## EXERCISE REQUIREMENTS
Identify each line of the data below that contains the word "green" and copy those lines in full. Treat the match as case-sensitive.

[Dataset items]
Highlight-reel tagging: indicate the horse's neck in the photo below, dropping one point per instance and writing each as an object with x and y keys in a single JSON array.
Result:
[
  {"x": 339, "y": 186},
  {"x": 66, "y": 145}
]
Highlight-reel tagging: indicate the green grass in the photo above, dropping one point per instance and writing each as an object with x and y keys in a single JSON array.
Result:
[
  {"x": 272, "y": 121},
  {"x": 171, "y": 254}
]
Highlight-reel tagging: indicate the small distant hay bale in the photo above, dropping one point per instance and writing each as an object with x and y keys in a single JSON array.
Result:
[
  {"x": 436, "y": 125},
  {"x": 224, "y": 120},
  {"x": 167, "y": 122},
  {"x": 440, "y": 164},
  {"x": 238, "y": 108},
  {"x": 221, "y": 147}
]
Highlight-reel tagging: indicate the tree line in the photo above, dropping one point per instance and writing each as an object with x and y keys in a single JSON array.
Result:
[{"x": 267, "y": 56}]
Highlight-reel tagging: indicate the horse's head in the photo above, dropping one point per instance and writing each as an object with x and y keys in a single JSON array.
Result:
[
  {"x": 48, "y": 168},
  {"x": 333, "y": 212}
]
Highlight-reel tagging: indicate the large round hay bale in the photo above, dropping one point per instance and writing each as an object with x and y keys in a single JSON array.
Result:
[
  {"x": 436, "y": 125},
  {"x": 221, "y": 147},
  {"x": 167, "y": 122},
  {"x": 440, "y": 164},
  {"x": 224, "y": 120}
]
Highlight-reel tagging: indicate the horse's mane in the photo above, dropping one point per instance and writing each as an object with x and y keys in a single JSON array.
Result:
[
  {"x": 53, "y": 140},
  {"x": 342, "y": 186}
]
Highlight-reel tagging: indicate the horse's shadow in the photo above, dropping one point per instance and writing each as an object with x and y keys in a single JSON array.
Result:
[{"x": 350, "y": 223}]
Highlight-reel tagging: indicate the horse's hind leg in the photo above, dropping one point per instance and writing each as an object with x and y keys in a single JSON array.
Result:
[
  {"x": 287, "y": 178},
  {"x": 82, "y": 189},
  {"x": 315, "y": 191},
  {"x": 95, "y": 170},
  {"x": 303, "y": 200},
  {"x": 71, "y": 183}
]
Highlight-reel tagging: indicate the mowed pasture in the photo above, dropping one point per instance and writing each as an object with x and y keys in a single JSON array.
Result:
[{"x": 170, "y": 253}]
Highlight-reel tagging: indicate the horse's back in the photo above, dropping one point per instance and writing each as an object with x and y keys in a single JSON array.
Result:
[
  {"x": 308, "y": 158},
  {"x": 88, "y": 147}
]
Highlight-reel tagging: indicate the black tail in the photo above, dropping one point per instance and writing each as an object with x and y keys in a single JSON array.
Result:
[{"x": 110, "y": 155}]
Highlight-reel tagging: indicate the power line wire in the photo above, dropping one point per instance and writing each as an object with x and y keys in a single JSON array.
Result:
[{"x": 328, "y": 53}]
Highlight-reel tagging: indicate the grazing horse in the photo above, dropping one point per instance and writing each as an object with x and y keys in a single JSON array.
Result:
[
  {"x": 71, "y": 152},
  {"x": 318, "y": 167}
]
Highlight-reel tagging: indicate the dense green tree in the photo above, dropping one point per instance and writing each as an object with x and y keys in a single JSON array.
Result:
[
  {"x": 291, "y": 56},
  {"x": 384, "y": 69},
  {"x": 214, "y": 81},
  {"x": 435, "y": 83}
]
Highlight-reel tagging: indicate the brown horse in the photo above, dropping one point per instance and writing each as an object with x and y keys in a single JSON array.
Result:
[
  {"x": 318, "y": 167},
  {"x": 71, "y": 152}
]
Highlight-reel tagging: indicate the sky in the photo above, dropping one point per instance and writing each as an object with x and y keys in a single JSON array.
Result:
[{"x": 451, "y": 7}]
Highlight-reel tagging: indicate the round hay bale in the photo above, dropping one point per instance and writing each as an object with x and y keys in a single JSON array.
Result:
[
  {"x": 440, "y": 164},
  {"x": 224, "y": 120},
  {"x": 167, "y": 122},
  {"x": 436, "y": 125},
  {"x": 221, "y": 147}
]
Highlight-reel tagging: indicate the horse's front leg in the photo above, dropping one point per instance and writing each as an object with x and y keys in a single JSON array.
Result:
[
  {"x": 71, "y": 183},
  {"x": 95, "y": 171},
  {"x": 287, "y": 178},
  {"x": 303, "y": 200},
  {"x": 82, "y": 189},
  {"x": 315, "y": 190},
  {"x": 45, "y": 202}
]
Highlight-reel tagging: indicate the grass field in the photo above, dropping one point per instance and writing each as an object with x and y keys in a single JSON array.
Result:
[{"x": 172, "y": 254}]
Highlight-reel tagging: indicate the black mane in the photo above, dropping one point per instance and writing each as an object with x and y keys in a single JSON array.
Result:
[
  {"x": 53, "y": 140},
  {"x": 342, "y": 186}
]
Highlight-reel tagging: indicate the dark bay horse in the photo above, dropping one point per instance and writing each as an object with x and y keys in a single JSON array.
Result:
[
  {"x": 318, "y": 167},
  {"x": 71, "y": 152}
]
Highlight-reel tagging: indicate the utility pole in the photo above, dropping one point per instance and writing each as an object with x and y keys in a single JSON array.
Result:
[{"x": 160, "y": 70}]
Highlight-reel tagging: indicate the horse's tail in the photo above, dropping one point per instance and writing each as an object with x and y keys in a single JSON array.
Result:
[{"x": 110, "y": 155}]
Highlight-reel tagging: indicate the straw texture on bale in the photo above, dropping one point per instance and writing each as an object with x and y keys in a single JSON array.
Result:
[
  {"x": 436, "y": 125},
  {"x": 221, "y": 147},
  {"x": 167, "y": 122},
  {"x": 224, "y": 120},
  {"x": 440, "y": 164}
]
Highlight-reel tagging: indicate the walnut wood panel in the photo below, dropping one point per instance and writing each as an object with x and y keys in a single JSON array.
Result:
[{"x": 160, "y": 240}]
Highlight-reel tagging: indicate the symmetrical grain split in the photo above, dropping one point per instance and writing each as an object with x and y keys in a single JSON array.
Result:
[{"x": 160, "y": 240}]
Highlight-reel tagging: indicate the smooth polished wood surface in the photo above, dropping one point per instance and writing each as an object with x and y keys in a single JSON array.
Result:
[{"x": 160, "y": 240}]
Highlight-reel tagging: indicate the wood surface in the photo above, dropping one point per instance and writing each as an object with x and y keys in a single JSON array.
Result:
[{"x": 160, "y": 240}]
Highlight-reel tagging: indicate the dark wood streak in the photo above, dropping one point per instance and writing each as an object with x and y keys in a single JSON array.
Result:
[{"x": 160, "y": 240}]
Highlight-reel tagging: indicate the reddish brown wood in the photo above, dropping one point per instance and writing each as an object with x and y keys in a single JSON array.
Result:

--

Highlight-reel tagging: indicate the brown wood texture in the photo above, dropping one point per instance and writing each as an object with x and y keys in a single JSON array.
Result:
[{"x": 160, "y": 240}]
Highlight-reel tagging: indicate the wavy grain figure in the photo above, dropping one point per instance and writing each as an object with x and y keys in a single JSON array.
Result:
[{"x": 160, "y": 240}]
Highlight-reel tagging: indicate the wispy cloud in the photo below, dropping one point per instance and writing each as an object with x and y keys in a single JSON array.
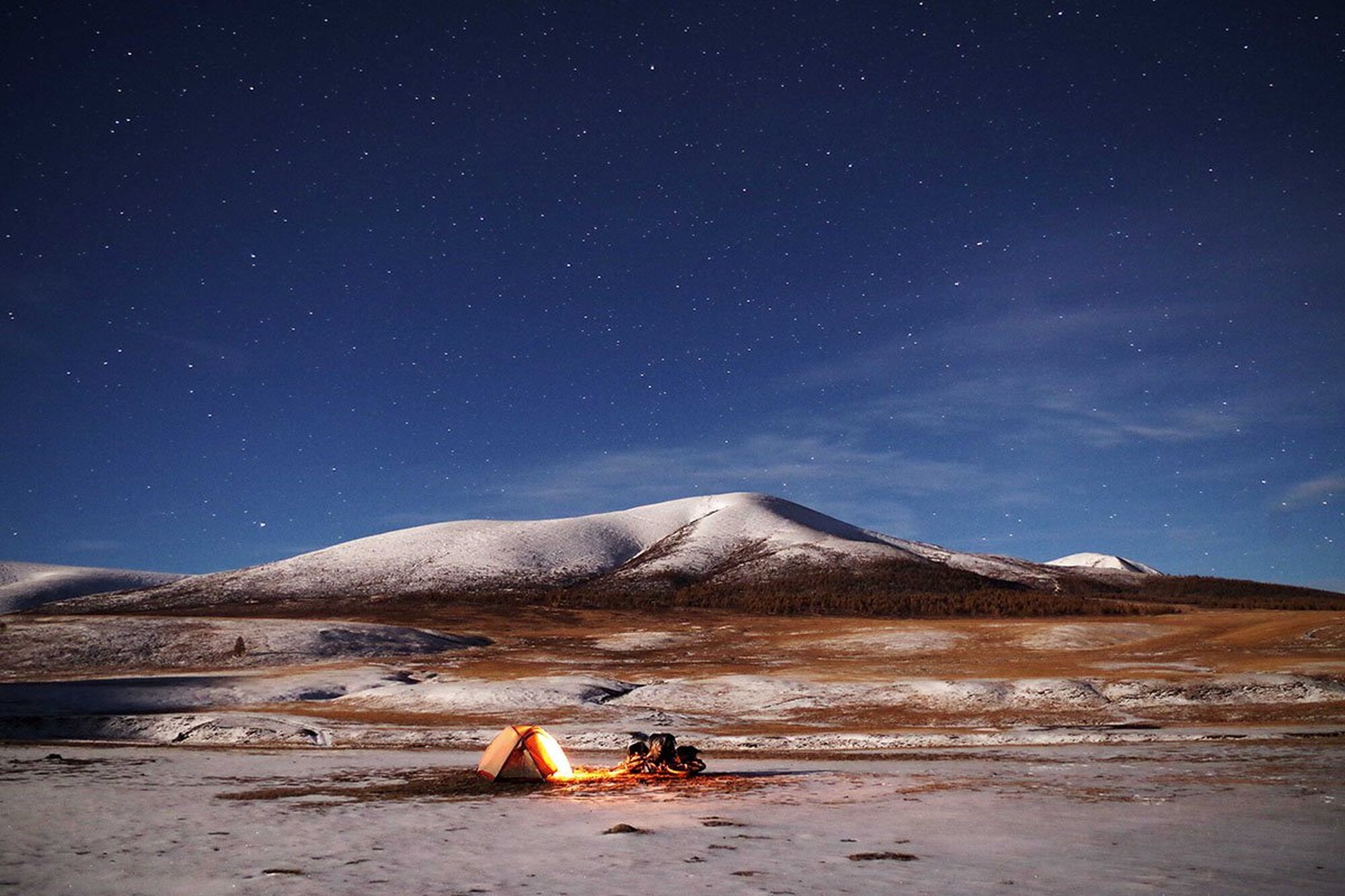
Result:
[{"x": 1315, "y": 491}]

--

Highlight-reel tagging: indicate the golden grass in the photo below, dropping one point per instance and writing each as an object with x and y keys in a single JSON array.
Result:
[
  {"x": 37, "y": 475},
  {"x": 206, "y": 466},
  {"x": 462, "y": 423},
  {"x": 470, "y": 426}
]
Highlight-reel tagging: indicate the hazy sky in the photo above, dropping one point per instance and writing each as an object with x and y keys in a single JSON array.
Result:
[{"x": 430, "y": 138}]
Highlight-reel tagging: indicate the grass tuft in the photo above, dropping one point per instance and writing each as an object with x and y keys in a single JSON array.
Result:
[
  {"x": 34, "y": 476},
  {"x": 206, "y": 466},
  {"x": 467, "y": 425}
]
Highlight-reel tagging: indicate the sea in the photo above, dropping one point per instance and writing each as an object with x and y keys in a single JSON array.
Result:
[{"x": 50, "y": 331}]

## PROBLEM SOLUTION
Highlight-reel tagging: indicate the green grass in the photo above, dropping one point per instance and writing each as an object with x and y keys in a single JSON array.
Highlight-reel tagging: indicate the dense green tree in the photo above, dropping one point per instance and writing each as an object with x and y keys in a single JSON array.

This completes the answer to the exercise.